◆ WHAT YOU HAVE TO DO
Every record that follows should appear again in your answer, exactly the same.

(RECORDS begins)

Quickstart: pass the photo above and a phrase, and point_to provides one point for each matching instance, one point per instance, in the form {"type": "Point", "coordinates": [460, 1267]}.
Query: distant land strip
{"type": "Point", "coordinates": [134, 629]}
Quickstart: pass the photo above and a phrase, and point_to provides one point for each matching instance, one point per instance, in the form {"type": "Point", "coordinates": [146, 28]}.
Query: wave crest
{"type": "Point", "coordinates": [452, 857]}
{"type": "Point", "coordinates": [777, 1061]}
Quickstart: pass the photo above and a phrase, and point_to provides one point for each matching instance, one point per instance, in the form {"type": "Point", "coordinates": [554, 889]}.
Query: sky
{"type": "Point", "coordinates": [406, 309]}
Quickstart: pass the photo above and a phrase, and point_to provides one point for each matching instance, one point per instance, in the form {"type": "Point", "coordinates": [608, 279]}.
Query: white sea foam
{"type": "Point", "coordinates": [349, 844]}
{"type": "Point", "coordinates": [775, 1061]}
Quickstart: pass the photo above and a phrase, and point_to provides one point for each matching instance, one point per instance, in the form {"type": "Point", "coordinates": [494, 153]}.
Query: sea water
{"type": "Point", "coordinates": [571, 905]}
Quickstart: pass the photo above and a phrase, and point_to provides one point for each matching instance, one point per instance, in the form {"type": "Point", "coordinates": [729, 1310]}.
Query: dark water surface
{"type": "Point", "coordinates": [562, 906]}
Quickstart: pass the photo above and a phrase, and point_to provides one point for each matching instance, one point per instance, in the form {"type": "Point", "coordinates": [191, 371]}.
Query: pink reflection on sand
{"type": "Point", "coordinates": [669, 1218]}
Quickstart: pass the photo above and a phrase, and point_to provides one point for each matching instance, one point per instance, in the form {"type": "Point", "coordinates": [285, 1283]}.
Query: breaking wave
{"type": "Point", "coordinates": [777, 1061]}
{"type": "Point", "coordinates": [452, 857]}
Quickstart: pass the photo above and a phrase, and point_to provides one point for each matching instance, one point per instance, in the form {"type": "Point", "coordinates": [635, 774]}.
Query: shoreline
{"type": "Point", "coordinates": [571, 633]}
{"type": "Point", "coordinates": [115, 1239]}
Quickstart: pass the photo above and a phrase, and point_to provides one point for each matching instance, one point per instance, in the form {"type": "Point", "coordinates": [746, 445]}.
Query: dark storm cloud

(RECORDS ends)

◆ RESPONSE
Quickstart: pass the photo above and a phrase, and point_to provides one point for each matching instance, one point per instance, in the form {"type": "Point", "coordinates": [460, 1267]}.
Query: distant land strip
{"type": "Point", "coordinates": [134, 629]}
Quickstart: pass the photo above and a phrase, and point_to provides one point for each matching instance, one point per instance, in the form {"type": "Point", "coordinates": [146, 28]}.
Query: wave crest
{"type": "Point", "coordinates": [452, 857]}
{"type": "Point", "coordinates": [777, 1061]}
Quickstart: pass the photo above and a phrase, and point_to provides one point for each matching instance, one point per instance, in the form {"type": "Point", "coordinates": [554, 889]}.
Query: sky
{"type": "Point", "coordinates": [406, 309]}
Quickstart: pass the photo above and a phrase, and point_to provides one point for each matching instance, one point per instance, in the form {"type": "Point", "coordinates": [608, 279]}.
Query: white sea foam
{"type": "Point", "coordinates": [349, 844]}
{"type": "Point", "coordinates": [775, 1061]}
Quickstart: pass the photo above and a phrase, and point_to provides one point for each matching instance, one point per instance, in the form {"type": "Point", "coordinates": [494, 153]}.
Query: sea water
{"type": "Point", "coordinates": [571, 905]}
Quickstart: pass the photo above and a phrase, and point_to provides one point for each matching instance, one point per instance, in the form {"type": "Point", "coordinates": [729, 1310]}.
Query: dark water surface
{"type": "Point", "coordinates": [562, 906]}
Quickstart: pass the photo above and a phrase, and point_to provides one point for each matching instance, one point per instance, in the form {"type": "Point", "coordinates": [191, 371]}.
Query: pink reflection on sand
{"type": "Point", "coordinates": [669, 1218]}
Quickstart: pass the photo above and a phrase, and point_to provides one point for each matching instance, one point per instance, in the form {"type": "Point", "coordinates": [285, 1283]}.
Query: breaking wave
{"type": "Point", "coordinates": [777, 1061]}
{"type": "Point", "coordinates": [452, 857]}
Quickstart: pass the photo above and a phrase, and point_to provides one point for each matching instance, one point per instance, in the form {"type": "Point", "coordinates": [635, 774]}.
Query: shoreline
{"type": "Point", "coordinates": [571, 633]}
{"type": "Point", "coordinates": [115, 1239]}
Quickstart: pass the photo above and a phrase, and point_to provides one point for each matching instance, one point per instance, in the form {"type": "Point", "coordinates": [746, 445]}.
Query: dark storm cloud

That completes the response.